### Короткое задание A:
Верни дословно отрывок из текста о Достоевском между «О христианской жизни» и «кто его писал.» включительно.

### Фрагмент документа:
== == ==

В это же время — в апреле 1865 года — он писал Н. П. Сусловой: «Я кончаю жизнь, я это чувствую». А еще через несколько месяцев он начал «Преступление и наказание», то есть, наоборот, началась его новая и большая жизнь. И в том же письме к Врангелю после слов отчаяния есть такая фраза: «А между тем все мне кажется, что я только что собираюсь жить. Смешно, не правда ли? Кошачья живучесть». И в письме к А. В. Корвин-Круковской в том же 1865 году: «Мне все мерещется, что хандра моя ужасный вздор. Кажется иногда, что столько сил внутри и что мне много, много еще пережить надо».
О христианской жизни Достоевского в период, предшествовавший перелому, мы мало знаем. Может быть, небольшой свет проливает письмо от брата Михаила в ответ на известие о смерти Марьи Дмитриевны. «Нынче получил я письмо твое с печальной вестью. Милый, добрый друг мой, я все это время, с самой нашей разлуки, так много и так часто думал о тебе. «Дай Бог ей царство небесное. Врагом ее ни я, и никто из моих не был... Зазвонили к заутрени, зажгли плошки, и по городу пошел гул от колоколов и экипажей, Христос воскрес! Обнимаю тебя крепко» (18 апреля 1864 г.). Через три месяца после этого письма пасхальной ночи умер и тот, кто его писал.

== == ==

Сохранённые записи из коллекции
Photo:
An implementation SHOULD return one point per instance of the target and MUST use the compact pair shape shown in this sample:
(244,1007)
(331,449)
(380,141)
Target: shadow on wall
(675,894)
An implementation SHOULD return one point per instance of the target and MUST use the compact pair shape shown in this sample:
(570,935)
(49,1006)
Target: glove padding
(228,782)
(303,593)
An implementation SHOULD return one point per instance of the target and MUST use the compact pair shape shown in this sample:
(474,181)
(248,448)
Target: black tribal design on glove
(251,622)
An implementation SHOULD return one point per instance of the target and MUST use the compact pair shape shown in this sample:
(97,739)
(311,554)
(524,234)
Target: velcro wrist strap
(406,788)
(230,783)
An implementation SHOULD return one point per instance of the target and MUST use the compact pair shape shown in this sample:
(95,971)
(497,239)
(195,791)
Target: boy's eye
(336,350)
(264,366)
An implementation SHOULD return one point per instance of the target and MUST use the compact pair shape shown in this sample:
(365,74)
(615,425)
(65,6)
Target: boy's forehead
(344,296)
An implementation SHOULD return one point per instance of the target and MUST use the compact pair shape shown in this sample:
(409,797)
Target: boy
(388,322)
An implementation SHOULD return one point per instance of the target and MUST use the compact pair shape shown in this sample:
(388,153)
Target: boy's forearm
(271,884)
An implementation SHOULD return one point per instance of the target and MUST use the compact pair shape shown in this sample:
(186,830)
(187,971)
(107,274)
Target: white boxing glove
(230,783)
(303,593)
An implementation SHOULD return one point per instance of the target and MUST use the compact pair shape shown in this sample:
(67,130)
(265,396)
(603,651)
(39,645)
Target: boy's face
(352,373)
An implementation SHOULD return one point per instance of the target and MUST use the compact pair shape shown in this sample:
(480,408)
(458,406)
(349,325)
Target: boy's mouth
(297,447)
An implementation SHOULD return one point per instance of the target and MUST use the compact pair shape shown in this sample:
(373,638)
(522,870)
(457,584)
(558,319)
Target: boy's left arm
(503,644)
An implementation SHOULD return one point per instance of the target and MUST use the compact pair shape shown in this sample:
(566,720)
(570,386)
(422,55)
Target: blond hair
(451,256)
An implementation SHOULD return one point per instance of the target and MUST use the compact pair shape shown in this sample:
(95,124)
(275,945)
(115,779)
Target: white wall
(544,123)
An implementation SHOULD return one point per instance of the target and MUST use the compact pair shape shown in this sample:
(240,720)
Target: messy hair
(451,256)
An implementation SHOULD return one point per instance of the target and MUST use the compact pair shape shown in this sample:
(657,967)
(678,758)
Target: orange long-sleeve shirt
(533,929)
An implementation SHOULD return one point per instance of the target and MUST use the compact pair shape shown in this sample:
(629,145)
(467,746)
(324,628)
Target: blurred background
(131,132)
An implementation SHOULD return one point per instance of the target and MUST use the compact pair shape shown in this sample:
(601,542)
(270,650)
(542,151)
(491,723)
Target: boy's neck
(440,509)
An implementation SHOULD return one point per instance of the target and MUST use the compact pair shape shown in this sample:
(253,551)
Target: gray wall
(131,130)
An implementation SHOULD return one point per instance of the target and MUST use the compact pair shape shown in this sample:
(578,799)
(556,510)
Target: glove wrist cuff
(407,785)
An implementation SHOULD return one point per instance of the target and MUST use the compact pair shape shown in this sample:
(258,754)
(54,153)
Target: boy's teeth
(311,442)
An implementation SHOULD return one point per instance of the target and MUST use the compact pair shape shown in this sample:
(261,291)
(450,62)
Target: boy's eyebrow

== == ==

### Короткое задание B:
Сколько строк в записях выше содержат слово «white»? Укажи только число.

### Решение A:
О христианской жизни Достоевского в период, предшествовавший перелому, мы мало знаем. Может быть, небольшой свет проливает письмо от брата Михаила в ответ на известие о смерти Марьи Дмитриевны. «Нынче получил я письмо твое с печальной вестью. Милый, добрый друг мой, я все это время, с самой нашей разлуки, так много и так часто думал о тебе. «Дай Бог ей царство небесное. Врагом ее ни я, и никто из моих не был... Зазвонили к заутрени, зажгли плошки, и по городу пошел гул от колоколов и экипажей, Христос воскрес! Обнимаю тебя крепко» (18 апреля 1864 г.). Через три месяца после этого письма пасхальной ночи умер и тот, кто его писал.

### Решение B:
2